● Folgendes bearbeiten:
1) Prüfen Sie, ob die folgenden Aussagen mit dem Text über das Laufseminar übereinstimmen, und belegen Sie jede Antwort (ja oder nein) mit dem entscheidenden wörtlichen Zitat.
(a) DER STANDARD schickte beim Vienna City Marathon vier Staffeln ins Rennen.
(b) Walter Kraus traf die Gruppe auf der Donauinsel.
(c) Das Laufseminar fand vor dem Vienna City Marathon statt.
2) Beantworten Sie die folgenden Fragen anhand des Textes über das Laufseminar.
(a) Wie viele Läuferinnen und Läufer kamen beim Vienna City Marathon durch?
(b) Wie heißt das Lauf- und Sportberatungslabel, dessen Kopf Walter Kraus ist?
(c) Um welche Phase geht es laut Text, grob vereinfacht gesagt?
3) Übersetzen Sie diesen Satz aus dem Text über das Laufseminar ins Englische: „Und weil so etwas nicht nur gefeiert, sondern auch belohnt gehört, gönnten wir uns ein kleines Laufseminar.“

● Vorliegender Text:
Bevor Sie uns jetzt wegen dieses Titels für esoterische Hippies mit Baumumarmungssehnsüchten halten, kommt hier die brutale Gegenansage: Wir haben auch den Gleichschritt drauf. Nicht bloß marschierend: laufend! Und beigebracht hat es uns – ausgerechnet – ein Kärntner.

Zugegeben: Titel und Vorspann dieser Kolumne sind diesmal ein bisserl platt-spekulativ. Aber wenn die Übung gelingt – und Sie hier reinschauen –, soll es uns recht sein. Schließlich sind wir immer noch ein bisserl stolz darauf, dass DER STANDARD beim Vienna City Marathon gleich vier Staffeln ins Rennen schickte – und alle 16 Läuferinnen und Läufer nicht nur heil, sondern auch noch fröhlich durchkamen. Und weil so etwas nicht nur gefeiert, sondern auch belohnt gehört, gönnten wir uns ein kleines Laufseminar.

Natürlich könnte man an dieser Stelle einwerfen, dass man die Reihenfolge der Events eventuell ein bisserl optimieren könnte: Schließlich haben wir uns, einander und dem Rest der Welt, ja schon beim VCM bewiesen, dass wir laufen können; es dann Monate später lernen zu wollen, kann man durchaus auch hinterfragen.

Foto: Thomas Rottenberg

Oder aber man sieht die Sache anders. Tatsache A ist, dass jedes Kind laufen kann – und läuft. Und das ist gut so. (Dass es 1.001 medizinische, orthopädische und andere Gründe gibt, dass viele Menschen, in welchem Alter auch immer, weder laufen noch gehen können, klammere ich jetzt ganz bewusst aus.) Tatsache B, dass Laufen genau deshalb, weil es doch so einfach ist, ein Boomsport ist.

Doch Tatsache C ist das, was sogar blutige Laien beim Blick auf eine beliebige beliebte Laufstrecke sehen: Laufen ist nicht gleich Laufen. Nur: Warum?

Foto: Thomas Rottenberg

Genau das war Walter Kraus' erste Frage. Der Kopf des Lauf- und Sportberatungslabels "Runtasia" traf uns dort, wo Wien läuft. Auf der Hauptallee. Nicht nur, weil man hier gut laufen kann – auch "weil man hier gut studieren kann, was andere richtig machen.". Oder falsch: "Wieso sieht Laufen bei manchen Menschen schwerelos und locker aus – und bei anderen so gar nicht?"

Foto: Thomas Rottenberg

Grob – sehr grob – vereinfacht gesagt geht es da um die Flugphase. Um die Bodenkontaktzeiten. Also um Effizienz – und damit um Technik. Und die kann man lernen. Oder zumindest dran arbeiten. Nur hat die Sache einen Haken: Jede und jeder kann laufen. Von Kindesbeinen an.

● Vorliegendes Material:
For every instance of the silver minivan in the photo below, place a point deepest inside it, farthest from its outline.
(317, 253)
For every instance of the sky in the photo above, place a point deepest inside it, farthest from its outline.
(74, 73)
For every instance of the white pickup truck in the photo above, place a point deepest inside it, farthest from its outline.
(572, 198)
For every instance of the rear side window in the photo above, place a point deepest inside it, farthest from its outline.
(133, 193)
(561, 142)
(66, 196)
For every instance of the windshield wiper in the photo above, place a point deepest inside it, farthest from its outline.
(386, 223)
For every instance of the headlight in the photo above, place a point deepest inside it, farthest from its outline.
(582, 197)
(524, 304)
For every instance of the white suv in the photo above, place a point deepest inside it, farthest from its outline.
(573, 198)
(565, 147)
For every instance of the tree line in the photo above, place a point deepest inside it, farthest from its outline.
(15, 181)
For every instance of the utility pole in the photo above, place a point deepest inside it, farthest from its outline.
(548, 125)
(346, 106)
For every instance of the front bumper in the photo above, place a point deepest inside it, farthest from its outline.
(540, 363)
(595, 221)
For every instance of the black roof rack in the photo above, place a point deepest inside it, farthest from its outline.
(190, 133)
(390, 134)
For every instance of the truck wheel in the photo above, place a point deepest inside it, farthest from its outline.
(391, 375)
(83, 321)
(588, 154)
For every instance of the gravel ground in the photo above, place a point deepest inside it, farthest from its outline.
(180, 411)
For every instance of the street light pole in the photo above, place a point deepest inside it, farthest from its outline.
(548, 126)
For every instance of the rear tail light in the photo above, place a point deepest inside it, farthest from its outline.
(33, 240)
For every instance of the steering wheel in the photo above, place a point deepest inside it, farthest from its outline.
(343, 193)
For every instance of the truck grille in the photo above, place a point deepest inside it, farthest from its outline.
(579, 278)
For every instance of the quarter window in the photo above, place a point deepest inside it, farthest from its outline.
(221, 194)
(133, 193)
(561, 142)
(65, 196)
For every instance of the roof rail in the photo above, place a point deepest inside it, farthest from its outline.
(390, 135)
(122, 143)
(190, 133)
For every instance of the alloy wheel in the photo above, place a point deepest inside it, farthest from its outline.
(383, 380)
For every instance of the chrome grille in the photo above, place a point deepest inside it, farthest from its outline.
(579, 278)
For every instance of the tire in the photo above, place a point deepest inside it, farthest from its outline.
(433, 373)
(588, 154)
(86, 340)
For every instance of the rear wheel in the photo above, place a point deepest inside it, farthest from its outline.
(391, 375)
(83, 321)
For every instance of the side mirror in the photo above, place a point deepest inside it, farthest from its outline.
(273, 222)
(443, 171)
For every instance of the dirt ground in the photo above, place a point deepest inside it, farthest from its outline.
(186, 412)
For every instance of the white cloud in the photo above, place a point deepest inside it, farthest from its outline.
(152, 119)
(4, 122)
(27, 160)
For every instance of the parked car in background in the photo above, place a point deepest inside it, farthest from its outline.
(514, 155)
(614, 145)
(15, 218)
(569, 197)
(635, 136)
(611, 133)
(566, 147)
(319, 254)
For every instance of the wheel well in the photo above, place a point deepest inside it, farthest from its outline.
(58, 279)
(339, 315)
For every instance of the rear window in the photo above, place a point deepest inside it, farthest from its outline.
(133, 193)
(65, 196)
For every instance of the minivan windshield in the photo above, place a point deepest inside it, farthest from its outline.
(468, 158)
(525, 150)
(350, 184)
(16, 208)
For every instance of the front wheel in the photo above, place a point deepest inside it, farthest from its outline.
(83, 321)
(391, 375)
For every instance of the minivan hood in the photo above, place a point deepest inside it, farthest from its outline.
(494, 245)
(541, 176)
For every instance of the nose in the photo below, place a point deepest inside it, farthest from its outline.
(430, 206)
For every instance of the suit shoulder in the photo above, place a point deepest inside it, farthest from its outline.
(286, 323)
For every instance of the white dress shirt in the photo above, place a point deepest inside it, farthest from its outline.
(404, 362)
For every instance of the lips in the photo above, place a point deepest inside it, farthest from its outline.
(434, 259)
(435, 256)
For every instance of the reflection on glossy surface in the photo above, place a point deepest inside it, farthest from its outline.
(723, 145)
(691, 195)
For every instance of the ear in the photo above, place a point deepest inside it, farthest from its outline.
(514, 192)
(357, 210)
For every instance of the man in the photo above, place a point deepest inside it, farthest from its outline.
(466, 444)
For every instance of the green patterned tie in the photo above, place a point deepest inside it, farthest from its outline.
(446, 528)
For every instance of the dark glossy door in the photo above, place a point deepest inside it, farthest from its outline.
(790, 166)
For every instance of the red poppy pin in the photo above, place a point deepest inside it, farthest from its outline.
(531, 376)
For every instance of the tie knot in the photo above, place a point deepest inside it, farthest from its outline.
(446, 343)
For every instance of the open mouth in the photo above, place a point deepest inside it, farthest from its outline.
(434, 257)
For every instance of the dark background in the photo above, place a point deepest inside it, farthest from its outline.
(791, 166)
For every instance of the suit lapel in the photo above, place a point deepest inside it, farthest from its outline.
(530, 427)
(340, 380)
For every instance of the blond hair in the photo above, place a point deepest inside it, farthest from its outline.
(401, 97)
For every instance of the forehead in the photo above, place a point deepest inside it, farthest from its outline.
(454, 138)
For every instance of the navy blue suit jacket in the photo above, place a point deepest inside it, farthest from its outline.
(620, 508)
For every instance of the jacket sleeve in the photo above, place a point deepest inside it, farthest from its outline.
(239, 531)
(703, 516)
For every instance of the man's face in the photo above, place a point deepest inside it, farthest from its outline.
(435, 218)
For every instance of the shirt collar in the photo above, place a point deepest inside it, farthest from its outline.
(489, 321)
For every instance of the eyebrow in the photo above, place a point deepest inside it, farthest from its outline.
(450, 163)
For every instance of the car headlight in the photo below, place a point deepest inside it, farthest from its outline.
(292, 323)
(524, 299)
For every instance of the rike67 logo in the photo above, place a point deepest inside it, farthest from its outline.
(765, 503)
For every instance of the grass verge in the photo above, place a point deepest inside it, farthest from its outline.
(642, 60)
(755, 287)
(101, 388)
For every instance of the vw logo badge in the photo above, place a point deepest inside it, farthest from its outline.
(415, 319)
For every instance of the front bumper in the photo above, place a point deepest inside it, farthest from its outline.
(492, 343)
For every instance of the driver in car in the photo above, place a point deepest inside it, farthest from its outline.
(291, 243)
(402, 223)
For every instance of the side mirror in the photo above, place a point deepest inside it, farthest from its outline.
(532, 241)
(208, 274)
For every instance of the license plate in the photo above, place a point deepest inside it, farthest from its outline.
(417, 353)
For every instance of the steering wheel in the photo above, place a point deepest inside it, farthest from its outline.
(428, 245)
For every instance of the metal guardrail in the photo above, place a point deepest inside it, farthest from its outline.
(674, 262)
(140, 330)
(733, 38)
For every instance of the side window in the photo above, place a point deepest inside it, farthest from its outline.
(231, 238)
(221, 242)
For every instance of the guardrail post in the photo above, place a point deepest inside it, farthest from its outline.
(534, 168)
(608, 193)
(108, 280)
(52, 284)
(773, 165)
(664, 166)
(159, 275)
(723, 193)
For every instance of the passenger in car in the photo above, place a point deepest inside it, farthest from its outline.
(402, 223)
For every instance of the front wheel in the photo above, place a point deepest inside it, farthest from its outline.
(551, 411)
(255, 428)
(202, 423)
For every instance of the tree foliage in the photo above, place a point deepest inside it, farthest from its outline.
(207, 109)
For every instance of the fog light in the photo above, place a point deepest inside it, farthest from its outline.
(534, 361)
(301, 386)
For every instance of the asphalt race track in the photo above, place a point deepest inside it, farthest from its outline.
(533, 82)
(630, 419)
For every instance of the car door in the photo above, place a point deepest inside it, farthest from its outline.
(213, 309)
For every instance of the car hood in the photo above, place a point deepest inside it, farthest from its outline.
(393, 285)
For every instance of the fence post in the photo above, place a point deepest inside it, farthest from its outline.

● Antworten im Überblick:
1)
(a) Ja: „dass DER STANDARD beim Vienna City Marathon gleich vier Staffeln ins Rennen schickte“
(b) Nein: „traf uns dort, wo Wien läuft. Auf der Hauptallee.“
(c) Nein: „es dann Monate später lernen zu wollen“

2)
(a) 16
(b) Runtasia
(c) Um die Flugphase

3) And because something like that deserves not only to be celebrated but also to be rewarded, we treated ourselves to a small running seminar.